(Extracted records)
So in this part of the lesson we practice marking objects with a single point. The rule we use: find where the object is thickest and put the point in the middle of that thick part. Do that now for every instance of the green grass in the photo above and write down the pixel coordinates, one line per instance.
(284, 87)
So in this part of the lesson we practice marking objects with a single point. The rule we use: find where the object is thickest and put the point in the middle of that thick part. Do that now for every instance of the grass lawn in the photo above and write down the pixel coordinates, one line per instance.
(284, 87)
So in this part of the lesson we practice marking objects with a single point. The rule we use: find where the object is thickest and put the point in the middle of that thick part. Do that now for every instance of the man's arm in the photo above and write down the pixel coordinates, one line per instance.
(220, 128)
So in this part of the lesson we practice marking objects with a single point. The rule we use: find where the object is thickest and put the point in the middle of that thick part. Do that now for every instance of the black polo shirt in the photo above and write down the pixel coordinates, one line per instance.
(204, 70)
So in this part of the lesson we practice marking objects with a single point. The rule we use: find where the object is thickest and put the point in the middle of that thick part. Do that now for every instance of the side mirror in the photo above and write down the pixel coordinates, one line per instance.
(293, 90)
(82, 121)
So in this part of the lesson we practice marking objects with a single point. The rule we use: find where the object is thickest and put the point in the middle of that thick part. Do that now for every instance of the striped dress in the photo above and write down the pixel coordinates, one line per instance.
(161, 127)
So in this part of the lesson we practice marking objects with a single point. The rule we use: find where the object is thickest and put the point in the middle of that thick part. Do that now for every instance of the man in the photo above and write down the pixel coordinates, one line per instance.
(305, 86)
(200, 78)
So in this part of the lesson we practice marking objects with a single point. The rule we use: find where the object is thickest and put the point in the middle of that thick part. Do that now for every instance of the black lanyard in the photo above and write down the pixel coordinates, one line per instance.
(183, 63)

Task statement>
Retype each entry without altering a single word.

Answer below>
So in this part of the lesson we practice marking objects with a single point. The rule we use: find where the object is thickest and put the point in the middle of that thick part. Do that now for every instance of the green grass in the photo above and write down the pixel coordinates, one line per instance.
(284, 87)
So in this part of the lesson we practice marking objects with a single point. The rule we use: find where the object is thickest and put the point in the middle of that thick part. Do that now for every instance of the grass lawn in the photo above and write down the pixel coordinates, one line per instance.
(284, 87)
So in this part of the lesson we practice marking objects with a single point. The rule we use: find where the object is thickest and put the point in the middle of that thick part. Do that now for every instance of the man's arm in the photo above and write down the pixel coordinates, one line per instance.
(220, 128)
So in this part of the lesson we practice marking objects with a single point. The rule we use: find where the object is thickest and put the point in the middle of that thick part. Do that now for every instance of the black polo shirt in the photo above and write down the pixel coordinates, one line per instance.
(204, 70)
So in this part of the lesson we practice marking objects with a single point. The rule we use: find where the object is thickest and put the point in the middle of that thick part. Do that now for every instance of the side mirror in the photo above and write down the pixel coordinates, one line per instance.
(293, 90)
(82, 121)
So in this part of the lesson we practice marking objects with a single point. The rule we use: find where the object is thickest and put the point in the middle of that thick part. Do that now for every instance of the striped dress in the photo above and write down the pixel coordinates, one line per instance.
(161, 127)
So in this part of the lesson we practice marking objects with a single point. The rule we use: find where the object is thickest and put the point in the middle of that thick part. Do that now for every instance of the man in the photo above and write down the pixel coordinates, one line per instance.
(305, 86)
(200, 78)
So in this part of the lesson we practice marking objects with a single point. The rule we use: find where the object is thickest and put the point in the middle of that thick part. Do that now for every instance of the black lanyard in the photo above and write down the pixel coordinates, one line per instance.
(183, 63)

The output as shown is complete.